Exercise brief – Copy out every one of the items below word for word, changing nothing.

Exercise material –
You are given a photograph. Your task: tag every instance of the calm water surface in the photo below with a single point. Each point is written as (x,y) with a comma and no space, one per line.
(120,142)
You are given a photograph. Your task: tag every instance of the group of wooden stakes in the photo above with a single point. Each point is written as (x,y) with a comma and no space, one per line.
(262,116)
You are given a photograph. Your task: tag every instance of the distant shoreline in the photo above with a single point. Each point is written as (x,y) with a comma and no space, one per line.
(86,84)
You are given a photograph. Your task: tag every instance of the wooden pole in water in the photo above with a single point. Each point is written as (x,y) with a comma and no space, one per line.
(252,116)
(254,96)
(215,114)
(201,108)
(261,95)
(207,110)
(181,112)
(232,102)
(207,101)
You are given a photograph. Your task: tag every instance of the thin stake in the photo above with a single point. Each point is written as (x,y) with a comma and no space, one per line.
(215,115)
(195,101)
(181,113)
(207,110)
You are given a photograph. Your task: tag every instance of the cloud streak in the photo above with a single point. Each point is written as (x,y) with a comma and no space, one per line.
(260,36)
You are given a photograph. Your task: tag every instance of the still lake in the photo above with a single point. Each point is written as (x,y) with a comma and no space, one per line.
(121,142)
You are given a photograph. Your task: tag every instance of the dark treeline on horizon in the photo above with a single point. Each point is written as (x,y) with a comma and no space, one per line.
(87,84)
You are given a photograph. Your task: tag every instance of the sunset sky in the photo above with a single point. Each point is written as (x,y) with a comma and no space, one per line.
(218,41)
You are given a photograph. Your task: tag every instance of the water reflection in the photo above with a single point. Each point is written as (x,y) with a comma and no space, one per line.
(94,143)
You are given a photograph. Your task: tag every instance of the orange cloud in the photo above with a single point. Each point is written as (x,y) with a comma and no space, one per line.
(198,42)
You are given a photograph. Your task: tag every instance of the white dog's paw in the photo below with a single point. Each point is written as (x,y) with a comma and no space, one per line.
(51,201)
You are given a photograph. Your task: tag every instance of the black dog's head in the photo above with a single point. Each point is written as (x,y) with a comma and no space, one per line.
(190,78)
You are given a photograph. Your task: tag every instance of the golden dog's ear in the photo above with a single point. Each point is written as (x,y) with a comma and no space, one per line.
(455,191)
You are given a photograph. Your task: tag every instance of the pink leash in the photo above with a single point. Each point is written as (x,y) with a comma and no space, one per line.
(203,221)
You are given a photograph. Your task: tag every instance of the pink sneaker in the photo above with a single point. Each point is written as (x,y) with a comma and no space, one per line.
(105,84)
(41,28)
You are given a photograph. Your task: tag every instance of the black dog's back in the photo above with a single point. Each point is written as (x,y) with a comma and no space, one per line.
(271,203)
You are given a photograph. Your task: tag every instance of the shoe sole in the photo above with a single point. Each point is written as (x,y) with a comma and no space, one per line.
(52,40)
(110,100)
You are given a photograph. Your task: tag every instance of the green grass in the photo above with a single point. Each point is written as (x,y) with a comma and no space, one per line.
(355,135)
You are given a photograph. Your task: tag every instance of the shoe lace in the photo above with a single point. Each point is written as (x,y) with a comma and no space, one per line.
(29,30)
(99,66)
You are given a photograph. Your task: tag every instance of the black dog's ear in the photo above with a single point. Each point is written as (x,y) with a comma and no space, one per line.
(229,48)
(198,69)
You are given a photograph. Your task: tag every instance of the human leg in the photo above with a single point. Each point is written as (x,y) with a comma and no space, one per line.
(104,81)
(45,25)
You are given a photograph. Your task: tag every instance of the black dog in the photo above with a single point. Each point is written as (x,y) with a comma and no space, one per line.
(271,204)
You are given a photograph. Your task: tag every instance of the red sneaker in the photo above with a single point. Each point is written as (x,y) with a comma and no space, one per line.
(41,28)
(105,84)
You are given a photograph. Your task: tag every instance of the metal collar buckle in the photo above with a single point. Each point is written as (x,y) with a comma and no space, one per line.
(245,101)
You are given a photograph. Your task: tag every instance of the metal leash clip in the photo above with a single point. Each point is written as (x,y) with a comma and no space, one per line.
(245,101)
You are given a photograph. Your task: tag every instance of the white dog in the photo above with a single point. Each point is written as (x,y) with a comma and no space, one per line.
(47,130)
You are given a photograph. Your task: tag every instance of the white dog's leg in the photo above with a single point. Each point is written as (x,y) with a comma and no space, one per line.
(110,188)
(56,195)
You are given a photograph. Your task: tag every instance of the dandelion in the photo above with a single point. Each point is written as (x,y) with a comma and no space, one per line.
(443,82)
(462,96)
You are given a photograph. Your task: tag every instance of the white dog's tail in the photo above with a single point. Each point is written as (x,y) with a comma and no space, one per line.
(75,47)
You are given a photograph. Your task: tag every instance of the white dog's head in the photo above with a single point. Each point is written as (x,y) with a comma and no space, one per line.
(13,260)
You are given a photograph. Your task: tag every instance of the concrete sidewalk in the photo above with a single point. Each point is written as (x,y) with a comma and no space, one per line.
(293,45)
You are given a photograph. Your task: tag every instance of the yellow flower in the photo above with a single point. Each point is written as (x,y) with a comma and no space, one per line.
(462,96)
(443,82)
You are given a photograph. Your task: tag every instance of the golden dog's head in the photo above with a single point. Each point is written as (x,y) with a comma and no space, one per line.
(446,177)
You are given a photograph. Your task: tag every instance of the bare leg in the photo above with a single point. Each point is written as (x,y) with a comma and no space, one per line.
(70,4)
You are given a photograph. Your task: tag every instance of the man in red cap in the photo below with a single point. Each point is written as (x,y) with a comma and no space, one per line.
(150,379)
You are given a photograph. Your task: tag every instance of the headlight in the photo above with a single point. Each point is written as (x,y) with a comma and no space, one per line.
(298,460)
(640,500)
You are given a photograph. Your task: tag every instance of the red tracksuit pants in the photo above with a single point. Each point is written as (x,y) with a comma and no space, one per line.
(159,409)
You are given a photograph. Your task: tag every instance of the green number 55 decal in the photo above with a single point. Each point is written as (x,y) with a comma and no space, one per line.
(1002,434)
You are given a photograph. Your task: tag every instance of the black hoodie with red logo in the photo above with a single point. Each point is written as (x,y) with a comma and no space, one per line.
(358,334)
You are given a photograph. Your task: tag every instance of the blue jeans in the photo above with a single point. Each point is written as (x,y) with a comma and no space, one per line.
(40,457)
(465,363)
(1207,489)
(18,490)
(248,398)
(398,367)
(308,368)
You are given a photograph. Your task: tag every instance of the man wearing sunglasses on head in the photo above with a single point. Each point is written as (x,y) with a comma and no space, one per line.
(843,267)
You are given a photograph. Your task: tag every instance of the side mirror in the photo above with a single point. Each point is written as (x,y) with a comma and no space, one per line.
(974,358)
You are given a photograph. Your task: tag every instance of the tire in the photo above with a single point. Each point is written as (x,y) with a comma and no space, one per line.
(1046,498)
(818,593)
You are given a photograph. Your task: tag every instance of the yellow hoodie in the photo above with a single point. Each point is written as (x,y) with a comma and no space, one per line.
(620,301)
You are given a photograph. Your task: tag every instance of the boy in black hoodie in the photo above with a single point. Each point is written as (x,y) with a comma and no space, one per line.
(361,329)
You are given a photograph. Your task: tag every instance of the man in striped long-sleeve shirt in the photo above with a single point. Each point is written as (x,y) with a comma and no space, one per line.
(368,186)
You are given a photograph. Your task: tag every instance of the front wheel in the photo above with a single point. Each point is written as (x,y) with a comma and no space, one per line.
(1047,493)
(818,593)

Solution to the exercise –
You are given a photograph. Your task: tag every instance of the calm water surface in the photo below with a single point. Each point is written as (x,y) with a comma and no space, one per line.
(120,142)
You are given a photograph. Your task: tag every instance of the group of wooden stakes in the photo above with a single point. Each point is written as (x,y) with a comma and no space, one per line.
(262,116)
You are given a photograph. Your task: tag every instance of the distant shoreline in the photo above with a single point. Each point is written as (x,y) with a comma and no space, one per line.
(86,84)
You are given a photograph. Your task: tag every instance of the wooden pole in water in the photo above with a single point. Each point is written as (x,y) with a comma and no space, one per line.
(252,116)
(254,96)
(215,114)
(201,108)
(261,95)
(207,110)
(181,112)
(232,102)
(207,101)
You are given a photograph. Your task: tag every instance of the thin stake in the photo above with a single point. Each point is written as (x,y) with a comma and no space, one per line.
(215,115)
(195,101)
(181,113)
(207,110)
You are given a photograph. Your task: tag every instance of the cloud streak in the photo above with a single point. Each point is written as (x,y) with a comma and no space, one per line.
(260,36)
You are given a photograph. Your task: tag every instance of the still lake in the photo above with a single point. Each point is written as (x,y) with a comma and no space, one per line.
(121,142)
You are given a photograph. Your task: tag every instance of the dark treeline on horizon in the photo above with a single point. Each point is written as (x,y) with a comma and no space, one per line.
(87,84)
You are given a photograph. Your task: tag every instance of the sunset sky in the photo above with a single point. Each point is written as (x,y) with a comma and no space, one per line.
(218,41)
You are given a photograph. Your task: tag every instance of the water reflection in the photo above with a single point. Each point is written as (x,y) with a comma and no space, one per line.
(94,143)
You are given a photograph. Your task: tag every instance of the orange cloud in the photo above with a single point. Each point is written as (x,y) with a comma and no space, one per line.
(198,42)
You are given a photograph. Your task: tag every instance of the white dog's paw in the photo below with a single point. Each point is written as (x,y) with a comma and no space, one per line.
(51,201)
You are given a photograph. Your task: tag every instance of the black dog's head in the photo above with a single point. Each point is written as (x,y) with a comma and no space, one per line.
(190,78)
You are given a photograph. Your task: tag every instance of the golden dog's ear in the photo above with a single point. Each point is written as (x,y) with a comma and no space, one per line.
(455,191)
You are given a photograph. Your task: tag every instance of the pink leash in the photo above with a single point. Each point is written as (x,y) with a comma and no space, one per line.
(203,221)
You are given a photograph. Your task: tag every instance of the pink sneaker in the photo above with a single point. Each point is written as (x,y) with a comma and no space, one per line.
(105,84)
(41,28)
You are given a photograph. Your task: tag every instance of the black dog's back in the photo above with a single point. Each point is written as (x,y) with a comma and no space, one per line.
(271,203)
You are given a photograph. Your task: tag every instance of the shoe sole in the photo above with a single point. Each point is written as (x,y) with a comma and no space, one per line.
(52,40)
(110,100)
You are given a photograph. Your task: tag every instance of the green grass in the photo above with a single point. Each point is written as (x,y) with a comma and no space, one per line.
(355,135)
You are given a photograph. Your task: tag every instance of the shoe lace in the photo above with a single point. Each point is written as (x,y) with a comma and no space, one per line.
(29,30)
(99,66)
You are given a photograph. Your task: tag every instance of the black dog's ear in the photo above with a single point. Each point is written as (x,y) with a comma and no space, one per line.
(229,48)
(198,69)
You are given a photograph. Your task: tag every instance of the human leg in the photo above with a single point. Each point is written as (x,y) with a comma and no space, one per line.
(104,81)
(45,25)
You are given a photograph. Your task: tag every instance of the black dog in the photo above with a single point. Each point is written as (x,y) with a comma and no space, one per line.
(271,204)
You are given a photograph. Your task: tag every instance of the red sneaker in the photo above with a single point. Each point is written as (x,y) with a comma and no space, one per line.
(41,28)
(105,84)
You are given a photograph. Your task: tag every instance of the metal collar buckle in the photo above with a single point. Each point is written as (x,y) with a comma and no space, one per line.
(245,101)
You are given a photograph. Your task: tag every instance of the metal leash clip in the photo above with a single point. Each point is written as (x,y) with a comma and no space, one per line.
(245,101)
You are given a photograph. Your task: tag every instance of the white dog in the photo above with a single point. Each point is written as (x,y) with a comma and no space, one per line.
(47,130)
You are given a photograph. Your task: tag every instance of the white dog's leg in the photo above with a single point. Each point is written as (x,y) with a comma and no space, one per line.
(110,188)
(56,195)
You are given a photograph. Your task: tag every instance of the dandelion in the photo above with a single point. Each point is written as (x,y) with a comma and no space, one per line.
(443,82)
(462,96)
You are given a photograph. Your task: tag every instance of the white dog's tail in the photo above with a single point. Each point is written as (x,y) with a comma and no space, one per line.
(75,47)
You are given a photograph. Your task: tag every instance of the white dog's head in the photo above with a single point. Each point is written as (x,y) with a comma and no space, one per line.
(13,260)
You are given a photograph. Your task: tag every instance of the concrete sidewalk in the photo above with a single point. Each point is written as (x,y) with a comma and no space, one per line.
(293,45)
You are given a photograph. Your task: tag every instance of the yellow flower in the photo above with a single point. Each point is written as (x,y) with a comma and no space, one per line.
(462,96)
(443,82)
You are given a photograph. Your task: tag every instance of the golden dog's head in the photo above with a single point. Each point is written as (x,y) with a comma and no space, one per line.
(446,177)
You are given a photograph. Your task: tag every instance of the bare leg in the photo above with a single point. Each point is written as (x,y) with a comma and no space, one per line.
(70,4)
You are given a photograph. Your task: tag every instance of the man in red cap in the photo below with a single point. Each point is written as (x,y) with a comma and no space, one per line.
(150,379)
You are given a photograph. Your task: tag every instance of the headlight in the photo above with a single point. Each point is written as (x,y) with a comma and no space, one per line.
(298,460)
(640,500)
You are given a photograph. Your task: tag every instance of the red tracksuit pants in the photo above with a single point. Each point is written as (x,y) with a comma and no space, one per line.
(159,409)
You are given a photograph. Your task: tag every instance of the green number 55 decal in the photo above with a single point. Each point is written as (x,y) with a comma and no space, one per line.
(1002,434)
You are given a photograph. Your task: tag every instance of the black hoodie with red logo in the photo above with a single point. Each point is written as (x,y) with a comma and no space, one per line.
(358,334)
You are given a photograph. Your task: tag every instance of the blue jeans in the photo above with a single point. Each point is written as (x,y) with a comma and no space, one per line.
(40,457)
(465,363)
(1207,489)
(18,490)
(248,398)
(398,367)
(308,368)
You are given a photograph. Your task: tag every instance of the man wearing sunglasses on head in the photo above with a single point. Each point is written as (x,y) with a comma and no space, one per line.
(843,267)
You are given a photograph. Your task: tag every instance of the side mirror in the photo above with a single point. Each point is written as (x,y) with a comma and no space, one per line.
(974,358)
You are given a photograph. Your task: tag every instance of the tire in the photo above with a single point. Each point is written as (x,y) with a comma and no space, one per line.
(1046,498)
(818,593)
You are given a photograph. Your task: tag every instance of the yellow hoodie in the photo above with a single point. Each point is written as (x,y) with a comma and no space, one per line.
(620,301)
You are given a photograph. Your task: tag every instance of the boy in black hoodie in the photo above with a single point. Each point is written as (x,y) with a comma and no space, one per line.
(361,329)
You are given a photograph. Your task: tag every instance of the man in striped long-sleeve shirt in the photo above with a single point. Each point is written as (x,y) with a comma and no space, one per line.
(368,186)
You are given a photograph. Your task: tag every instance of the front wheel in the photo above with a single point. Each point is written as (x,y) with a comma and no space, one per line.
(1047,493)
(818,593)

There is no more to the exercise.